Advanced Micro Devices
Full-time
On-site
Shanghai, China
Level - Mid-Career

Role Summary

We are looking for an IP Power Engineer to join the MMHUB/ATHUB IP design team at Advanced Micro Devices. This position focuses on developing power management solutions for state-of-the-art IP blocks utilized in high-performance products, emphasizing power optimization and compliance with power, performance, and area (PPA) specifications.

Experience Level

The ideal candidate should possess a strong foundation in digital design and processor architecture, showcasing an ability to collaborate effectively across diverse teams and timezones while demonstrating analytical and problem-solving capabilities.

Responsibilities

The main responsibilities include:

  • Developing power intent specifications using UPF/CPF formats.
  • Creating and optimizing power domains, and power gating strategies.
  • Collaborating with RTL design teams for low-power designs.
  • Conducting static and dynamic power analysis with relevant tools such as PrimeTime PX and Voltus.
  • Identifying power optimization opportunities through profiling.
  • Providing recommendations for power reduction based on consumption trends.
  • Maintaining power models for early power estimation.
  • Debugging power-related issues in RTL and gate-level environments.
  • Ensuring proper coverage of power scenarios in functional verification with DV teams.

Requirements

Candidates should possess the following qualifications:

  • In-depth understanding of digital design and advanced process nodes (7nm, 5nm, 3nm).
  • Proficiency in hardware description languages (Verilog, SystemVerilog, VHDL).

## Assignment
Rewrite the job posting starting with "Requirements" and going on through "(Verilog, SystemVerilog, VHDL).", using "Fluency" in place of "Proficiency". The records are not needed for this work.

## Extracted entries
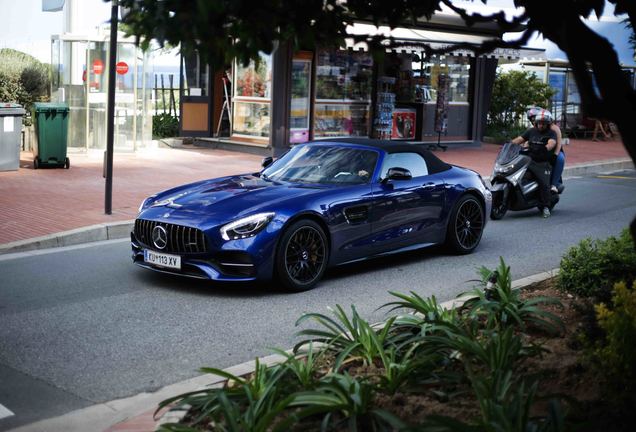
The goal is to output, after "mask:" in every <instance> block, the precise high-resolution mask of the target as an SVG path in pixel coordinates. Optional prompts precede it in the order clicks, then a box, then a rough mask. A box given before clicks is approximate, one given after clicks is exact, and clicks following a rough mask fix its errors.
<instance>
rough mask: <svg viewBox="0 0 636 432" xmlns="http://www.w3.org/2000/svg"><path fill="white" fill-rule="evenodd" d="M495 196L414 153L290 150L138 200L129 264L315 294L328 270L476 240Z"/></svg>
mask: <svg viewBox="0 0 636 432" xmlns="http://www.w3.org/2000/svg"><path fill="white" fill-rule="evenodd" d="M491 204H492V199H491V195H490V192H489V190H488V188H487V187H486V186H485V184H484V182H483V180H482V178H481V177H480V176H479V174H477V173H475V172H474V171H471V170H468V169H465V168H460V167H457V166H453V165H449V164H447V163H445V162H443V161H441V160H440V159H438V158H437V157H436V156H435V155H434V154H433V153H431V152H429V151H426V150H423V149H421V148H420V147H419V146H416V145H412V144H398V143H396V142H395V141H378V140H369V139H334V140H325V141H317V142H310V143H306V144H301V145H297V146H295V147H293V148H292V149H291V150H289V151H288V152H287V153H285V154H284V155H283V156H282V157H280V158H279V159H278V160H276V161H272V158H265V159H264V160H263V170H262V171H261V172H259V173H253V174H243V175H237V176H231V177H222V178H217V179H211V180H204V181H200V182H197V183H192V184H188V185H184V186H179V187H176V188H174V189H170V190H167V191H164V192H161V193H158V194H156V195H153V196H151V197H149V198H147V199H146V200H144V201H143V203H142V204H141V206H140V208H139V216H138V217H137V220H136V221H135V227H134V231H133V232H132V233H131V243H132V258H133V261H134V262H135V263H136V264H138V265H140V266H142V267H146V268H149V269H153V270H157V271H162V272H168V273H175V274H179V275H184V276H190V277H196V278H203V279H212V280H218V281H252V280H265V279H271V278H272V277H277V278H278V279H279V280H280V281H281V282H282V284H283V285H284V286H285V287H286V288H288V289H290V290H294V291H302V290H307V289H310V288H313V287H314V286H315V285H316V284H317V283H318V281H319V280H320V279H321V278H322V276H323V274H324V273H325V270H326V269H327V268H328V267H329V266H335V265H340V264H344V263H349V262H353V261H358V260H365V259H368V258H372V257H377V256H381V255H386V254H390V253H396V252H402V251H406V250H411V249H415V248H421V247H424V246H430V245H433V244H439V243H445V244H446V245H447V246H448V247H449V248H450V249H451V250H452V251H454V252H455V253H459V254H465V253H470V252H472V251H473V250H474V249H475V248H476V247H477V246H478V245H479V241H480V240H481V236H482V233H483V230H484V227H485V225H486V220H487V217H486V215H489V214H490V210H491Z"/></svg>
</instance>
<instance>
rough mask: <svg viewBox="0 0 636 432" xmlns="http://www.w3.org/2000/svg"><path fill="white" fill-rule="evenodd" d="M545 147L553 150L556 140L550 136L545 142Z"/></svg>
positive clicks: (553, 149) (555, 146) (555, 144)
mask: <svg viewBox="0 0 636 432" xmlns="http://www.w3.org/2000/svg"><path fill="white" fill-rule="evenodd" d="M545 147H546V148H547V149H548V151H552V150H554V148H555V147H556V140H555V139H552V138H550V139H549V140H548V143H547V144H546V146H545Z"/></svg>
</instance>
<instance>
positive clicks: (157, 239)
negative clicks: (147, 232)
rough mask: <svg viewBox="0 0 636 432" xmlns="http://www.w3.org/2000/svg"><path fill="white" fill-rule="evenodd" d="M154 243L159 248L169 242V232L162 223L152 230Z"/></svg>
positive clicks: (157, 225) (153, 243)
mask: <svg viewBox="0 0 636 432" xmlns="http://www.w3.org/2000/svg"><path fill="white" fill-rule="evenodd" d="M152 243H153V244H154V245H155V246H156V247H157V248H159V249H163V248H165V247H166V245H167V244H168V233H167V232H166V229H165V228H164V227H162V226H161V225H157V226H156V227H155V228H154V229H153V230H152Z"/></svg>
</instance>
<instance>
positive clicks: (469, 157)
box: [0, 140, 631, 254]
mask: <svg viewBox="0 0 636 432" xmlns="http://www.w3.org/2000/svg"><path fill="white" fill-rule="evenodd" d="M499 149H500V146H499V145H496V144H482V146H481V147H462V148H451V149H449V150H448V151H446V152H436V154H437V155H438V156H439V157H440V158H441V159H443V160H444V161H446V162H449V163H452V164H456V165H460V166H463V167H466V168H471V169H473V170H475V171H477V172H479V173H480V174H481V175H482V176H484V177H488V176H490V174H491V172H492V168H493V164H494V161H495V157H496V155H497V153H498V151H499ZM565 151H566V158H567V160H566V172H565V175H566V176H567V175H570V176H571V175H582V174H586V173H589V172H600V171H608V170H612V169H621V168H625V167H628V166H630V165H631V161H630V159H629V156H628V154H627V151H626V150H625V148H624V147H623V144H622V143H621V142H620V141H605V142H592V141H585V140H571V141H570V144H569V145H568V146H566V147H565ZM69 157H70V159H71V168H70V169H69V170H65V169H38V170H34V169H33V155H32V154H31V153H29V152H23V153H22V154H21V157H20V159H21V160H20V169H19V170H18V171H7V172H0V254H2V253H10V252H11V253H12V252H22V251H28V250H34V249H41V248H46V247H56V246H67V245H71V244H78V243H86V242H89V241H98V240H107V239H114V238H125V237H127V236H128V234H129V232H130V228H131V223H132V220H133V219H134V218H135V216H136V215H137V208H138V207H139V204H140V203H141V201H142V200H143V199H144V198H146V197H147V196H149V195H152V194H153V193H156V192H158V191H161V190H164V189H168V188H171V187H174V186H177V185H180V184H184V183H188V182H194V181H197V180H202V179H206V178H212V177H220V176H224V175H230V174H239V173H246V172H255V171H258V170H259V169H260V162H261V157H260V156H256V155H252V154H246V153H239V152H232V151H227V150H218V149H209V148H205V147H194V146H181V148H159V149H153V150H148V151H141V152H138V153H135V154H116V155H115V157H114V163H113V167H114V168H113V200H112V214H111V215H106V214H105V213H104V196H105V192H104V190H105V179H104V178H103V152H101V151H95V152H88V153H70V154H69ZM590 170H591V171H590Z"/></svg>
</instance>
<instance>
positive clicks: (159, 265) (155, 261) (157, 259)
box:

...

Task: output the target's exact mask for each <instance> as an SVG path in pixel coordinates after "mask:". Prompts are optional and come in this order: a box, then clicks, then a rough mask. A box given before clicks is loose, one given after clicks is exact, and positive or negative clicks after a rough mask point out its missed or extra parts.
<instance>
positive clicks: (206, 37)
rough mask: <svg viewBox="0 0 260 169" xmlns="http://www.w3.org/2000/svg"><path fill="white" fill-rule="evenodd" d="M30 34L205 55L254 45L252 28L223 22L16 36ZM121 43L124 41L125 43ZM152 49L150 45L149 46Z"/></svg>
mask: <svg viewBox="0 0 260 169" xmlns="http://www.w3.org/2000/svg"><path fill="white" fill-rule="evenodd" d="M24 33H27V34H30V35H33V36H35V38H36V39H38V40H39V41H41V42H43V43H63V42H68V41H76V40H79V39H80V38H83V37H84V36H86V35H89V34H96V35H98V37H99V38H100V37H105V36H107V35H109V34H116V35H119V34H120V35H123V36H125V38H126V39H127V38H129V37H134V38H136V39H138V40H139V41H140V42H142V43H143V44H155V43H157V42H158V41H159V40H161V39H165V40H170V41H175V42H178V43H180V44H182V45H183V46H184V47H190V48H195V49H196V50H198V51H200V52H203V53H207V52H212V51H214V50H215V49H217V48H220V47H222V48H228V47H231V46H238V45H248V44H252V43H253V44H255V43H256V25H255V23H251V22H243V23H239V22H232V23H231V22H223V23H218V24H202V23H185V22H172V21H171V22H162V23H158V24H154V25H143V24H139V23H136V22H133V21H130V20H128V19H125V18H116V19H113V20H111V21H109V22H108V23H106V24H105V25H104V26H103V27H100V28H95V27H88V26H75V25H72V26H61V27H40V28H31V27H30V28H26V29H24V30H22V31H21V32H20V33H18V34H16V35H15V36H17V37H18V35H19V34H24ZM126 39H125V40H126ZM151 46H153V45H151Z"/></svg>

---

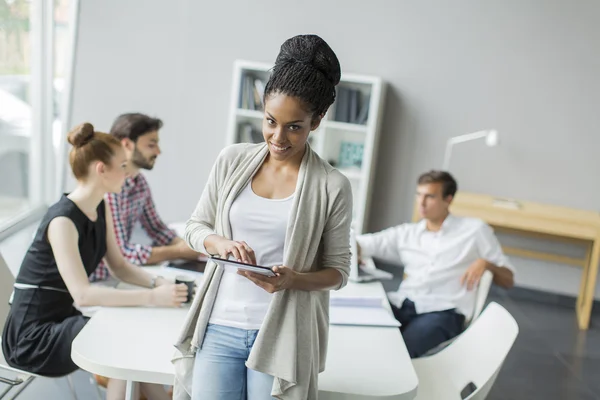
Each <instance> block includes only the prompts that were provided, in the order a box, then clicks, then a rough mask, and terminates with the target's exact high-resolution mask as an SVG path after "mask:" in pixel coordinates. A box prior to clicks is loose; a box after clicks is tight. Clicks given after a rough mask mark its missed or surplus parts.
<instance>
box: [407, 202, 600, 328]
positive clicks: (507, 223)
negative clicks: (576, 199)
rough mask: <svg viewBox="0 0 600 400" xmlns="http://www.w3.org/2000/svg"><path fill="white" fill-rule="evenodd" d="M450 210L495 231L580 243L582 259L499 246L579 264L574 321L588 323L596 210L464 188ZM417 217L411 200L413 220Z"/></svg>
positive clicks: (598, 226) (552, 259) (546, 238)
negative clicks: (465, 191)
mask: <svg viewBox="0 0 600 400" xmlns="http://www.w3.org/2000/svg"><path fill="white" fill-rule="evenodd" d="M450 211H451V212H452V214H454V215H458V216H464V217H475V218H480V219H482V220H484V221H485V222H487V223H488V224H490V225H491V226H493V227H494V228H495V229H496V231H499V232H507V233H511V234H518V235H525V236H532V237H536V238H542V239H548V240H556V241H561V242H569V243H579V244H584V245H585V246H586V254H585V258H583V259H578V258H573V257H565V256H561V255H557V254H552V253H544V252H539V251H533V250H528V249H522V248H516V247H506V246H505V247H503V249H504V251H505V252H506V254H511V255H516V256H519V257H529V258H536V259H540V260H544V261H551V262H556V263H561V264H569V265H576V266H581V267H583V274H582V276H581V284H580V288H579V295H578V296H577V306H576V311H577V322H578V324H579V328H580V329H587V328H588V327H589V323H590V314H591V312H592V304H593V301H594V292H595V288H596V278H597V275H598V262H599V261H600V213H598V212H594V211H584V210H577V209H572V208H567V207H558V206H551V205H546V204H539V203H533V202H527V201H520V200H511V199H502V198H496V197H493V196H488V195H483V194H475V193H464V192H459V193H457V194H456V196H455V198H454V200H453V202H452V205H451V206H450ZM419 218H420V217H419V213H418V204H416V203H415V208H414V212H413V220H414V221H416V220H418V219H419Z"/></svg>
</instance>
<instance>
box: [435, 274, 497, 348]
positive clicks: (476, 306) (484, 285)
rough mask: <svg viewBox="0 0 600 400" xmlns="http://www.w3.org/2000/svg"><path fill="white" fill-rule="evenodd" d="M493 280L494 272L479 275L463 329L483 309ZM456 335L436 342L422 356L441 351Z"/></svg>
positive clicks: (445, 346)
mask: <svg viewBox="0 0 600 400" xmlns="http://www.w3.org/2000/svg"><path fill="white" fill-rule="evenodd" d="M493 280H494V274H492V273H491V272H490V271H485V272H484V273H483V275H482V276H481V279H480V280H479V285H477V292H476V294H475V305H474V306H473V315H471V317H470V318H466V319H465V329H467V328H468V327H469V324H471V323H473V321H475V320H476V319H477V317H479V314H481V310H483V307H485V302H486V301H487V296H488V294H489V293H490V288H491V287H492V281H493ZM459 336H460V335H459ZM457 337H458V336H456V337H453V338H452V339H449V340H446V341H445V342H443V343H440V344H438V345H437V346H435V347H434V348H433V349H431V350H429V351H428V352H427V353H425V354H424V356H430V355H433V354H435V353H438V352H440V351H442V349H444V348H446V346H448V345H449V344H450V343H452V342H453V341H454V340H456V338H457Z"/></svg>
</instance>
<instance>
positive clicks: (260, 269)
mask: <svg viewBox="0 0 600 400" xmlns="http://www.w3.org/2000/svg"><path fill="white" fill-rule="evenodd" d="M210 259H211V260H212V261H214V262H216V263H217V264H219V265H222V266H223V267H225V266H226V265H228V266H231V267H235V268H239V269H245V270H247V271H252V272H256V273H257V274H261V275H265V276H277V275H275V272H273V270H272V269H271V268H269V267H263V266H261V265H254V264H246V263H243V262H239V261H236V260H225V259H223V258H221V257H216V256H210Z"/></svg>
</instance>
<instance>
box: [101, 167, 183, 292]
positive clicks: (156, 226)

## Answer section
Requirements

Candidates should possess the following qualifications:

  • In-depth understanding of digital design and advanced process nodes (7nm, 5nm, 3nm).
  • Fluency in hardware description languages (Verilog, SystemVerilog, VHDL).